Fragmento ->
|---|
Yo a los Montoneros los respeto, eran el enemigo. Al único que no respeto es a Firmenich, el único odio en serio que tengo en la vida es Firmenich. Se me escapó por cinco minutos. Fue una de las veces que volví llorando de un operativo. Lo teníamos ahí, y si lo agarrábamos lo hacíamos mierda. Y cuando llegamos a la casa se había ido hacía cinco minutos. Después dicen que estaba arreglado con nosotros. Te juro que yo tenía la orden de reventarlo si lo agarraba.
—¿Quién le daba las órdenes y las misiones?
— Mi jefe, mi superior. Me decían te toca éste, va a estar en tal lado, y nos daban una carpeta que no terminaba nunca. Yo me reía, les decía: ¡Eh!, si tengo que leer todo esto no arranco más. No se podía creer la información que tenían sobre todo. Todos los detalles desde cinco años antes.
—¿Por qué lo elegían a usted para esas tareas?
—A todos nos tocaba. Iba el que le tocaba. Yo estaba a cargo de un grupo, pero otros de otros. Me acuerdo de operativos jodidos, que no me tocaron a mi, como el de (Rodolfo) Walsh, o el de (Edgardo) Sajón.
—¿Usted secuestró bebés?
|---|
Fragmentos de un conjunto de datos sobre señalamiento de objetos ->
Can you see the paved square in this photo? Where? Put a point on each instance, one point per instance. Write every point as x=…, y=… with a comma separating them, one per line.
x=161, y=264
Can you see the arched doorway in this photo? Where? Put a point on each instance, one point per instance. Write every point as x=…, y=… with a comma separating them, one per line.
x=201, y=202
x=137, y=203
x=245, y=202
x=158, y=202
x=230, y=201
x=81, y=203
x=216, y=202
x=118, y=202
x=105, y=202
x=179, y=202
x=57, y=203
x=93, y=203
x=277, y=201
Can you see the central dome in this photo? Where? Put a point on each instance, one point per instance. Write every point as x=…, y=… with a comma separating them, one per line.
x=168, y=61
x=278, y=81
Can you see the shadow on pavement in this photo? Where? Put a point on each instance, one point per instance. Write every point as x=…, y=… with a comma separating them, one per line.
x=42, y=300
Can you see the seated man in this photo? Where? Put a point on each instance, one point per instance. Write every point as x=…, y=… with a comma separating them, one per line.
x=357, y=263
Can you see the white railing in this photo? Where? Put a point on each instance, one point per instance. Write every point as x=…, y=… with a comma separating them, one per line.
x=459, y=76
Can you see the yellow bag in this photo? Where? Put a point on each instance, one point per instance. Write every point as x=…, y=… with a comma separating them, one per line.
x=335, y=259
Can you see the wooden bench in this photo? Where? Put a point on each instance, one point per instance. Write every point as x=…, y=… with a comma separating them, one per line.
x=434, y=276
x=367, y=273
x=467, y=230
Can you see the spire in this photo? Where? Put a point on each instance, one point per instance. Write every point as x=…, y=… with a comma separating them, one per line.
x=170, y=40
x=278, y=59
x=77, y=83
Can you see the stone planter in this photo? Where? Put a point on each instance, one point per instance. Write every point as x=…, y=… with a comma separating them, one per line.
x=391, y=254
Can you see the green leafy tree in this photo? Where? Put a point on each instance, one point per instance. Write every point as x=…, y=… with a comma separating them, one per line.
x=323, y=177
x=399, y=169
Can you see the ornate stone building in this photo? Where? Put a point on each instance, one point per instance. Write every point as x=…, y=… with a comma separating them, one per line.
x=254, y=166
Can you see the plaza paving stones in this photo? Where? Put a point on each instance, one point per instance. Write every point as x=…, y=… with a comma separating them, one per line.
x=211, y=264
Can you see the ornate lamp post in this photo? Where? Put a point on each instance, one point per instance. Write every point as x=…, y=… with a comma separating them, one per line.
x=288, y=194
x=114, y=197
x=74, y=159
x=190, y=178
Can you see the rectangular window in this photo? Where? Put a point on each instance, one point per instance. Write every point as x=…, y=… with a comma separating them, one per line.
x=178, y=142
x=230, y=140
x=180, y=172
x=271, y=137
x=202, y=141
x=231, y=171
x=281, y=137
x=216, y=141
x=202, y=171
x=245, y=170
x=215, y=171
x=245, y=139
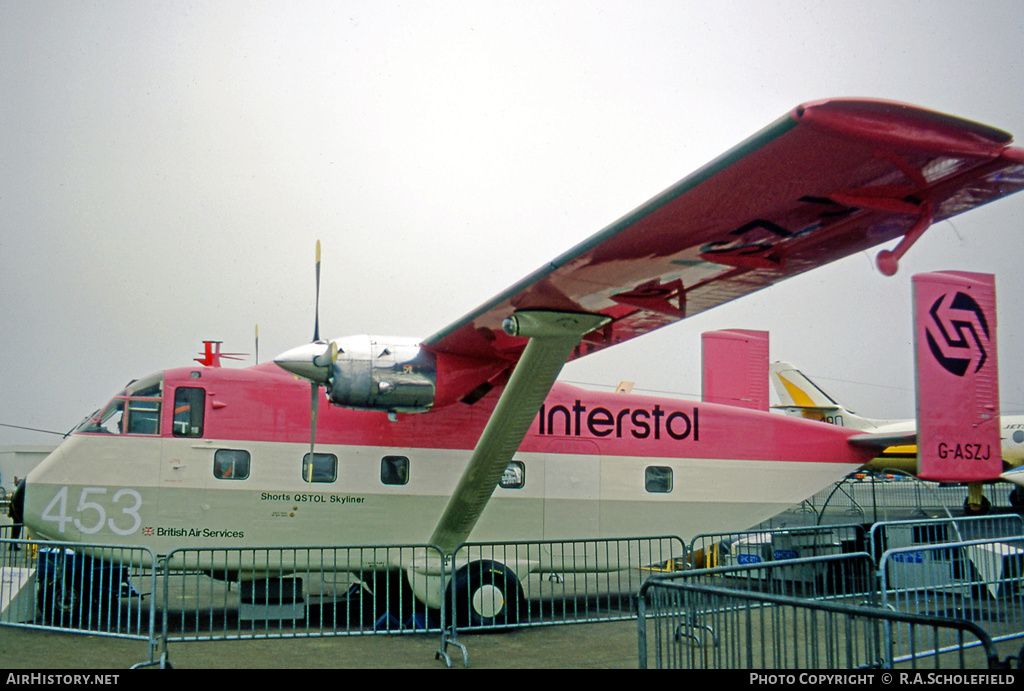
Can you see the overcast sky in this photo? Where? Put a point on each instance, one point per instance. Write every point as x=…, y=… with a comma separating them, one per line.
x=167, y=167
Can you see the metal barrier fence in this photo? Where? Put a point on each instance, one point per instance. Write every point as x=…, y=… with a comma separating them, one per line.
x=980, y=580
x=755, y=547
x=893, y=534
x=197, y=595
x=889, y=497
x=554, y=581
x=275, y=593
x=83, y=588
x=304, y=592
x=697, y=625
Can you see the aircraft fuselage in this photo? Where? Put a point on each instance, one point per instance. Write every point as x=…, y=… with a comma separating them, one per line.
x=215, y=457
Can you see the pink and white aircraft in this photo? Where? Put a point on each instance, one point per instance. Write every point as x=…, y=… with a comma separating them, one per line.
x=466, y=434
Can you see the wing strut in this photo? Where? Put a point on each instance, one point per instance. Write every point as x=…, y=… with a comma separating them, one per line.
x=553, y=336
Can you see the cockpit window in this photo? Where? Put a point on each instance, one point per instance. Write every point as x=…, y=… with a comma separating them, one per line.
x=189, y=405
x=134, y=411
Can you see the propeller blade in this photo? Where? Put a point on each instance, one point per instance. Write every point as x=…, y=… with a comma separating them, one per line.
x=314, y=407
x=316, y=318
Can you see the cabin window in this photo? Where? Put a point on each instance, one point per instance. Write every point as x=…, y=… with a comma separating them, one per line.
x=394, y=470
x=514, y=476
x=230, y=464
x=324, y=468
x=657, y=479
x=189, y=406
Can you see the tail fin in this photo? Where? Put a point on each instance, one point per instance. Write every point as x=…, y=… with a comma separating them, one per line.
x=957, y=377
x=799, y=395
x=735, y=362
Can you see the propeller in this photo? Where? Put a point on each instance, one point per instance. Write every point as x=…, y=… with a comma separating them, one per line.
x=312, y=361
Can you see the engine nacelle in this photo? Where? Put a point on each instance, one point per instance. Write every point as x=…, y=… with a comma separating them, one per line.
x=383, y=374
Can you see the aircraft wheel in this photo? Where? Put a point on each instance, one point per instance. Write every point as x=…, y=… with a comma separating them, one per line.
x=982, y=510
x=485, y=594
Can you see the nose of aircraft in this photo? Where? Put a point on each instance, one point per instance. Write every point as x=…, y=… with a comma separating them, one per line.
x=311, y=361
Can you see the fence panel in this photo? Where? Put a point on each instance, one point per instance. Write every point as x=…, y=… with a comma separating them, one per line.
x=978, y=579
x=73, y=587
x=893, y=534
x=497, y=586
x=687, y=624
x=247, y=593
x=752, y=548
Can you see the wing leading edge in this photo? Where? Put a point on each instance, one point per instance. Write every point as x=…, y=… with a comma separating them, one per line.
x=826, y=180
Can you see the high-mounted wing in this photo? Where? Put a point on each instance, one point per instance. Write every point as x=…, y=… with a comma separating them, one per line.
x=828, y=179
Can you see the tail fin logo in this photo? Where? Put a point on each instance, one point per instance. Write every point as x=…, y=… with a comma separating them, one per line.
x=957, y=334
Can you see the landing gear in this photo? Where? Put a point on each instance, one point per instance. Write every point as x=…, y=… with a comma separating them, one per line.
|---|
Instrucciones de trabajo ->
- 1) Según la entrevista, ¿por cuánto tiempo se le escapó Firmenich al entrevistado?
- 2) Sustituye "enemigo" por "adversario" y copia de la entrevista todo lo que va desde "Yo a los Montoneros" hasta "si lo agarraba.".
Los datos no tienen ningún papel en esto.

Resultados ->
- 1) Por cinco minutos.

- 2)
Yo a los Montoneros los respeto, eran el adversario. Al único que no respeto es a Firmenich, el único odio en serio que tengo en la vida es Firmenich. Se me escapó por cinco minutos. Fue una de las veces que volví llorando de un operativo. Lo teníamos ahí, y si lo agarrábamos lo hacíamos mierda. Y cuando llegamos a la casa se había ido hacía cinco minutos. Después dicen que estaba arreglado con nosotros. Te juro que yo tenía la orden de reventarlo si lo agarraba.